EXERCISE TASKS —
[1] Can you reproduce the stretch of the urinary cortisol assay text from "- Ramamoorthy, S." through "100(2), 395-397, (2015)." word for word?
[2] How would you render this sentence from the urinary cortisol assay text in Spanish: "UFC has the advantage of not being affected by conditions that alter CBG levels such as oral contraceptives."

*** Opening EXCERPT ***

- Direct urine measurement, no extraction procedure required, for streamlined workflow
- No risk of biotin interference by employing direct antibody-solid phase coating principle
- Excellent functional sensitivity and precision over the clinically relevant range
- Validated reference intervals in 24-hour urine collections from healthy subjects
- Demonstrated clinical concordance in routine clinical samples
The IDS Urinary Cortisol assay is a fully automated CLIA assay for the quantitative determination of cortisol in human urine samples. Results are to be used in conjunction with other clinical and laboratory data to assist clinicians in the diagnosis and monitoring of disorders of the adrenal gland.
Cortisol is a steroid hormone synthesized in the adrenal gland regulating a variety of physiological processes 1,2,3. The IDS Urinary Cortisol results are to be used in conjunction with other clinical and laboratory data to assist clinicians in the diagnosis and monitoring of hypercortisolism, commonly referred to as Cushing’s syndrome4.
Urine free cortisol (UFC) represents free serum cortisol levels which are not bound to the cortisol-binding-globulin (CBG) and are filtered into urine. Approximately 1% of unbound cortisol is excreted in the urine5. UFC has the advantage of not being affected by conditions that alter CBG levels such as oral contraceptives.
The Endocrine Society recommends the measurement of 24hr urine free cortisol as one of the screening tests for diagnosing Cushing’s syndrome6, with a cut-off point for a normal response considered the upper limit of normal (ULN) range as established for each respective assay.
- Ramamoorthy, S. & Cidlowski, J. A. Corticosteroids: Mechanisms of Action in Health and Disease. Rheumatic diseases clinics of North America 42, 15-31, (2016).
- Wild, D. The immunoassay handbook. (Elsevier, 2005).
- Cain, D. W. & Cidlowski, J. A. Specificity and sensitivity of glucocorticoid signalling in health and disease. Best practice & research. Clinical endocrinology & metabolism 29, 545-556, (2015).
- Findling, J. W. & Raff, H. Cushing’s Syndrome: important issues in diagnosis and management. The Journal of clinical endocrinology and metabolism 91, 3746-3753, (2006).
- Raff, H. et al. Urine free cortisol in the diagnosis of Cushing’s syndrome: Is it worth doing and, if so, how? The Journal of clinical endocrinology and metabolism 100(2), 395-397, (2015).
- Nieman, L. K. et al. The diagnosis of Cushing’s syndrome: an Endocrine Society Clinical Practice Guideline. The Journal of clinical endocrinology and metabolism 93, 1526-1540, (2008).

*** Closing EXCERPT ***
*** Opening SUPPLIED INFORMATION ***

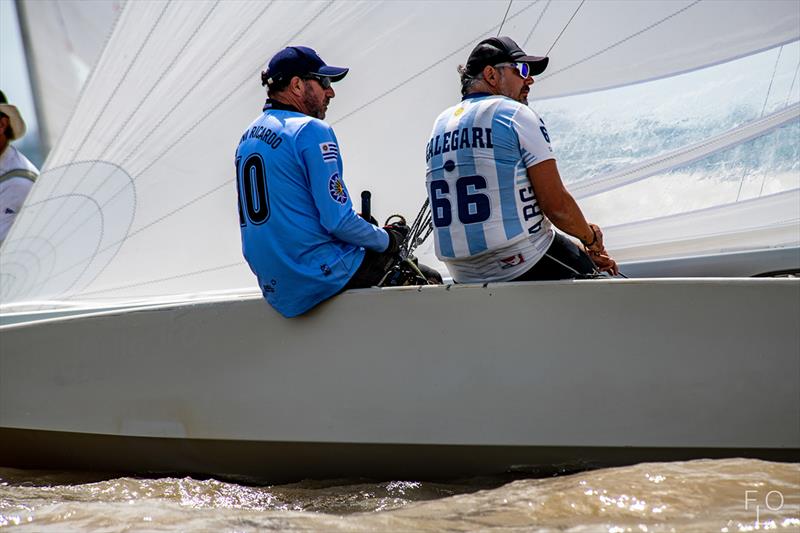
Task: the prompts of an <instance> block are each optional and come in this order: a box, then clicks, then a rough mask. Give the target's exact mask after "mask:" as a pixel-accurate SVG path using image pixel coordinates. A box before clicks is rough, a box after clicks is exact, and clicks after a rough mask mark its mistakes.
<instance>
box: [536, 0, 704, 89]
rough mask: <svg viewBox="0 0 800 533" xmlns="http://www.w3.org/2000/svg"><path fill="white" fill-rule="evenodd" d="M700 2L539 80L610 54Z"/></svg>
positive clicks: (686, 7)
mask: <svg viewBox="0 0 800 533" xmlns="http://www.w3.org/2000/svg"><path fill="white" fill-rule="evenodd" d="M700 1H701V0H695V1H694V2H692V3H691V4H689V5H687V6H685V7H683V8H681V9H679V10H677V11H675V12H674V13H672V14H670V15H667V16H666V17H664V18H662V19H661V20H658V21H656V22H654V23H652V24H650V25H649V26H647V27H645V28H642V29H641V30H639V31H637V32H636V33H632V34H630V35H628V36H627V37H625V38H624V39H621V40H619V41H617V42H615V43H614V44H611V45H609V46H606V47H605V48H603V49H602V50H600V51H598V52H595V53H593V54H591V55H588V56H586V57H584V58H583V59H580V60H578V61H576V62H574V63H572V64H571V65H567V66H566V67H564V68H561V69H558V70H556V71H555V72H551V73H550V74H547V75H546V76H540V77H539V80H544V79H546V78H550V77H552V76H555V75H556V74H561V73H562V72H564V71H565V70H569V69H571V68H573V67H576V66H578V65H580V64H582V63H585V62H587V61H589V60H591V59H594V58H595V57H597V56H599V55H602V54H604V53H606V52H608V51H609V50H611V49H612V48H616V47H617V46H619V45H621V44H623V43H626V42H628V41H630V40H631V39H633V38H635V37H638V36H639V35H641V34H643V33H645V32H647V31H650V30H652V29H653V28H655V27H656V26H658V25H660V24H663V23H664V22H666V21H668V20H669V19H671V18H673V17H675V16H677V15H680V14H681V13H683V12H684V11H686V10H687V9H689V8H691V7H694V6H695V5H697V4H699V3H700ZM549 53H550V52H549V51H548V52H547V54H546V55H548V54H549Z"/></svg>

*** Closing SUPPLIED INFORMATION ***
*** Opening SUPPLIED INFORMATION ***

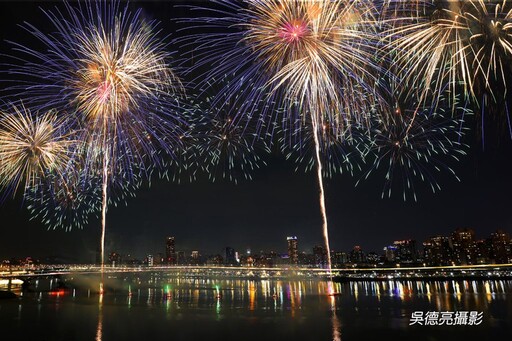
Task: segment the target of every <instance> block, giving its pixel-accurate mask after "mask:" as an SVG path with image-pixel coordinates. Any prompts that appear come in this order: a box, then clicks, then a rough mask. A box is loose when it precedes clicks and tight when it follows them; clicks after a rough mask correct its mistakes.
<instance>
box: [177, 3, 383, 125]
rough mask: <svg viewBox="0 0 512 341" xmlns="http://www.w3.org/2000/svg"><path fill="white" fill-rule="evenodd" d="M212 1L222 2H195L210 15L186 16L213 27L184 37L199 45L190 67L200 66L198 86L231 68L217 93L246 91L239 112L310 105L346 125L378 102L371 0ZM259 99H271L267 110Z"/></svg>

*** Closing SUPPLIED INFORMATION ***

EXERCISE ANSWERS —
[1]
- Ramamoorthy, S. & Cidlowski, J. A. Corticosteroids: Mechanisms of Action in Health and Disease. Rheumatic diseases clinics of North America 42, 15-31, (2016).
- Wild, D. The immunoassay handbook. (Elsevier, 2005).
- Cain, D. W. & Cidlowski, J. A. Specificity and sensitivity of glucocorticoid signalling in health and disease. Best practice & research. Clinical endocrinology & metabolism 29, 545-556, (2015).
- Findling, J. W. & Raff, H. Cushing’s Syndrome: important issues in diagnosis and management. The Journal of clinical endocrinology and metabolism 91, 3746-3753, (2006).
- Raff, H. et al. Urine free cortisol in the diagnosis of Cushing’s syndrome: Is it worth doing and, if so, how? The Journal of clinical endocrinology and metabolism 100(2), 395-397, (2015).

[2] El UFC tiene la ventaja de no verse afectado por condiciones que alteran los niveles de CBG, como los anticonceptivos orales.